Dataset records.

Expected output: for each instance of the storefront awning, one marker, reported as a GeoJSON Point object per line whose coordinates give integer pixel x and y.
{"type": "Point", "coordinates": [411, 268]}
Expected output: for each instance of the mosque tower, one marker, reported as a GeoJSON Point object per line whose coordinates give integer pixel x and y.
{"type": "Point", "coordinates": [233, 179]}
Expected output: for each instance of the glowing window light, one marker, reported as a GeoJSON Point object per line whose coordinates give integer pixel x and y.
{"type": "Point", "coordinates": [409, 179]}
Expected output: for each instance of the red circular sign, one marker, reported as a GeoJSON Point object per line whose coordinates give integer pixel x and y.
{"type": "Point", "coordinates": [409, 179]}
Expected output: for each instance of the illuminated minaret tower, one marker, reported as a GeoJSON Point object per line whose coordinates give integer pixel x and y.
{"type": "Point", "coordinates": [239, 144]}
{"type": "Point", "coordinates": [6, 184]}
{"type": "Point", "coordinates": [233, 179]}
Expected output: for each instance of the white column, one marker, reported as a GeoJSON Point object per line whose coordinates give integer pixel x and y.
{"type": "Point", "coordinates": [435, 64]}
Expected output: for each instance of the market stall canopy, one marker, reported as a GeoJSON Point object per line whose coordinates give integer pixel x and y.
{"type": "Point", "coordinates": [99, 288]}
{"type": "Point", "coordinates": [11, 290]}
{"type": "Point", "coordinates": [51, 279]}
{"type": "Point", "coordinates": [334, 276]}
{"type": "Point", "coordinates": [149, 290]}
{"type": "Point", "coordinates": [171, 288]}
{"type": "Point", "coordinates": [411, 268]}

Requirement.
Reproduce every line above word for word, without changing anything.

The completed task.
Expected output: for each instance of the storefront awning, one marker, reported as a GeoJSON Point object per line whose coordinates give integer pixel x and y.
{"type": "Point", "coordinates": [411, 268]}
Expected output: for each instance of the mosque tower, one marker, reported as a GeoJSON Point object per line whose coordinates give integer pixel x and y.
{"type": "Point", "coordinates": [233, 179]}
Expected output: for each instance of the glowing window light, one marker, reported as a GeoJSON Point object per line whose coordinates give integer pixel x and y.
{"type": "Point", "coordinates": [409, 179]}
Expected output: for each instance of the red circular sign, one marker, reported as a GeoJSON Point object per line whose coordinates give integer pixel x and y.
{"type": "Point", "coordinates": [409, 179]}
Expected output: for each instance of the illuminated minaret tower, one marker, reported as a GeoJSON Point object per line whose coordinates give integer pixel x and y.
{"type": "Point", "coordinates": [239, 144]}
{"type": "Point", "coordinates": [6, 184]}
{"type": "Point", "coordinates": [233, 179]}
Expected output: for each instance of the white column, one marker, reported as a GeoJSON Point object per line whose coordinates give integer pixel x and y.
{"type": "Point", "coordinates": [435, 64]}
Expected output: for each instance of the market stall canopy, one marker, reported as a GeoJSON Point object per line whose coordinates give integer pixel x and y.
{"type": "Point", "coordinates": [99, 288]}
{"type": "Point", "coordinates": [11, 290]}
{"type": "Point", "coordinates": [51, 279]}
{"type": "Point", "coordinates": [334, 276]}
{"type": "Point", "coordinates": [149, 290]}
{"type": "Point", "coordinates": [171, 288]}
{"type": "Point", "coordinates": [411, 268]}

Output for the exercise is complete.